Text provided
Quick Take: The Heartland Select Value Fund (HRSVX) is a concentrated portfolio of deep value stocks, chosen from all market-cap sizes and industries. Hugh Denison, David Fondrie, and Ted Baszler took over the fund’s management last March, following the departure of manager Gerry Sandel. Fondrie and Baszler were previously research analysts on the fund, which continues to follow a deep value focus.
This year through last month, the $92 million fund gained 6.0.%, while its all-cap value peers were up 3.3%. For the three-year period through September, the fund rose 13.9%, annualized, compared with a 9.4% return for its peers. Standard & Poor’s recently reclassified the fund as all-cap value from large-cap value.
The fund is more volatile than its peers, based on standard deviation, 18.18 versus 15.38, but its annual turnover is lower than its peers, 47% versus 60.6%.
The Full Interview:
S&P: What kind of stocks do you invest in?
FONDRIE: We follow a deep value strategy of investing in companies that are undervalued relative to their intrinsic worth. The stocks typically are attractively priced relative to their earnings, cash flows and book values. While we don’t have absolute quantitative parameters, we generally screen for companies with market caps of at least $500 million, stock prices of less than two times book value, and 12-month forward price/earnings ratios of below 20.
Before we invest, we identify a catalyst for each stock, like a new product or a new management team. We buy stocks that are starting to turn around or suffering depressed valuations due to short-term problems.
We invest in stocks of all market-cap sizes, and we seek a concentrated portfolio of about 35 to 50 stocks — currently, we hold 43 stocks. All of our holdings are our best ideas, but our top-ten holdings are not necessarily our favorite holdings. They may have enjoyed good price appreciation. Typically, we like to start each holding at a 2% to 2.5% position.
We stress meeting with company managements. As a firm, we met with the managements of nearly 800 companies last year.
S&P: How do the portfolio’s cap-size allocations break down?
FONDRIE: As of Sept. 30, we had 24% of our assets in small-cap stocks (below $2 billion in market-cap); 46% in mid-cap names (between $2 billion and $10 billion); and the remaining 30% in large-caps (above $10 billion).

Entries
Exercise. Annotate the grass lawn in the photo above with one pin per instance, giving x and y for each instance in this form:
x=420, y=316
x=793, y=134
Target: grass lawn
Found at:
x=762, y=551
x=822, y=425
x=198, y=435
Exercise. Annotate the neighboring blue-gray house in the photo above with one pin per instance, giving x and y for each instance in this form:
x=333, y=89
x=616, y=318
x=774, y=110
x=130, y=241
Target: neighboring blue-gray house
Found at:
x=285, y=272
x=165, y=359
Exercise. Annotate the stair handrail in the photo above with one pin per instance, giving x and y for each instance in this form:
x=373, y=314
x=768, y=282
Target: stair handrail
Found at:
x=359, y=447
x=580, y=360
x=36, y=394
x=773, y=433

Given request
Reproduce word for word the part of the Heartland Select Value Fund interview from "We stress meeting" up to and including "(above $10 billion).".

Written answer
We stress meeting with company managements. As a firm, we met with the managements of nearly 800 companies last year.
S&P: How do the portfolio’s cap-size allocations break down?
FONDRIE: As of Sept. 30, we had 24% of our assets in small-cap stocks (below $2 billion in market-cap); 46% in mid-cap names (between $2 billion and $10 billion); and the remaining 30% in large-caps (above $10 billion).